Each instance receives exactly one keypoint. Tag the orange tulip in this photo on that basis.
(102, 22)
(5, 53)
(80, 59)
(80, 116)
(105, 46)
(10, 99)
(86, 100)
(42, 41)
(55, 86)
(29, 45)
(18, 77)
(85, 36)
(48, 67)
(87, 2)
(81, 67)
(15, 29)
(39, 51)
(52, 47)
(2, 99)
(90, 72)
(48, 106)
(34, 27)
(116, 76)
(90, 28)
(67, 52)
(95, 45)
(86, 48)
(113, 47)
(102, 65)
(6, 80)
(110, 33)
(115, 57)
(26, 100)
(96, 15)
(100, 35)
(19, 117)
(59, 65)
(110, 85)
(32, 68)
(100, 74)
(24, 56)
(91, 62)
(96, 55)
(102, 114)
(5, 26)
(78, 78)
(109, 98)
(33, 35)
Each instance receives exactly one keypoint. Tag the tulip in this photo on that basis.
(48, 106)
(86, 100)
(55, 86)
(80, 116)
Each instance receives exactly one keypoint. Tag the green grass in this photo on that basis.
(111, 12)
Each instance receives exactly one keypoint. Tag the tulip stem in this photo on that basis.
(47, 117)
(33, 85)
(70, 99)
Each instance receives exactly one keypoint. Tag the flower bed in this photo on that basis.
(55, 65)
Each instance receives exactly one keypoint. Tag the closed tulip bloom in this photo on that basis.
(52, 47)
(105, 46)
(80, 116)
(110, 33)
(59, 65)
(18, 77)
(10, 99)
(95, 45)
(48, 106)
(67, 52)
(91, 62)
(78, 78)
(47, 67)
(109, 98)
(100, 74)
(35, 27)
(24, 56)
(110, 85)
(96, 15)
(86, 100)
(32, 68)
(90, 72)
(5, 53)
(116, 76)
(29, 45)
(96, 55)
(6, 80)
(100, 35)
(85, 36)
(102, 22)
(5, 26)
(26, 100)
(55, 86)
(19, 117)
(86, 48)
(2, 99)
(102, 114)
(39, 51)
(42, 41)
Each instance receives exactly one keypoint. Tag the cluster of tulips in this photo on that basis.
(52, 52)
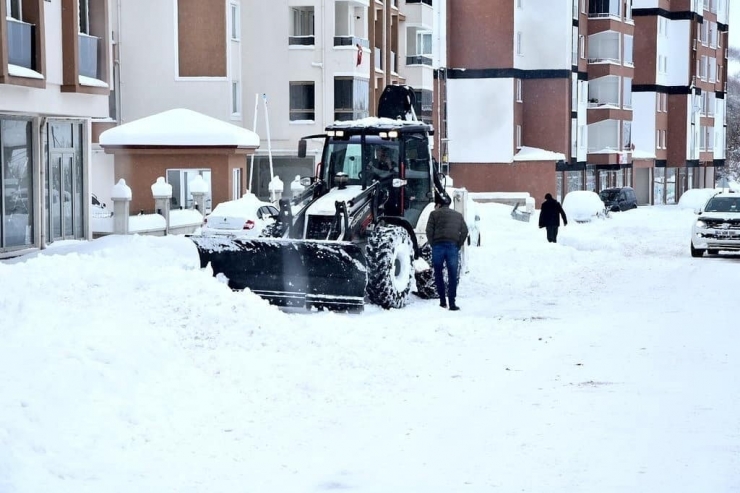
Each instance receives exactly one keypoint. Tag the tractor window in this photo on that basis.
(344, 157)
(418, 174)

===============

Work task
Repeat the data above word for word, without pictures.

Your solution
Each instance receives exactly one keypoint. Tag the orange tulip in this photo on that basis.
(102, 22)
(5, 53)
(80, 59)
(80, 116)
(105, 46)
(10, 99)
(86, 100)
(42, 41)
(55, 86)
(29, 45)
(18, 77)
(85, 36)
(48, 67)
(87, 2)
(81, 67)
(15, 29)
(39, 51)
(52, 47)
(2, 99)
(90, 72)
(48, 106)
(34, 27)
(116, 76)
(90, 28)
(67, 52)
(95, 45)
(86, 48)
(113, 47)
(102, 65)
(6, 80)
(110, 33)
(115, 57)
(26, 100)
(96, 15)
(100, 35)
(19, 117)
(59, 65)
(110, 85)
(32, 68)
(100, 74)
(24, 56)
(91, 62)
(96, 55)
(102, 114)
(5, 26)
(78, 78)
(109, 98)
(33, 35)
Each instance receives exactly one keypoint. Tag the tulip in this photo on that basis.
(48, 106)
(86, 100)
(55, 86)
(80, 116)
Each instance receives exactly one keypoint. Tag the green grass in this photo on that basis.
(111, 12)
Each instance receives exactly one keypoint. Tag the tulip stem in this photo on that basis.
(47, 117)
(33, 85)
(70, 99)
Each instance receives exactly one keypoint. Tag the flower bed in this photo on that basis.
(55, 65)
Each instance receives exactly one keypoint. Tag the closed tulip bloom in this photo on that basis.
(52, 47)
(105, 46)
(80, 116)
(110, 33)
(59, 65)
(18, 77)
(10, 99)
(95, 45)
(48, 106)
(67, 52)
(91, 62)
(78, 78)
(47, 67)
(109, 98)
(100, 74)
(35, 27)
(24, 56)
(110, 85)
(96, 15)
(86, 100)
(32, 68)
(90, 72)
(5, 53)
(116, 76)
(29, 45)
(96, 55)
(6, 80)
(100, 35)
(85, 36)
(102, 22)
(5, 26)
(26, 100)
(55, 86)
(19, 117)
(86, 48)
(2, 99)
(102, 114)
(39, 51)
(42, 41)
Each instance receives exactly one keypoint. Tag the cluster of tulips in this photo on that basis.
(52, 52)
Each instance receives exactly one keypoint. Tag the tractor window in this photo on that basis.
(344, 157)
(418, 174)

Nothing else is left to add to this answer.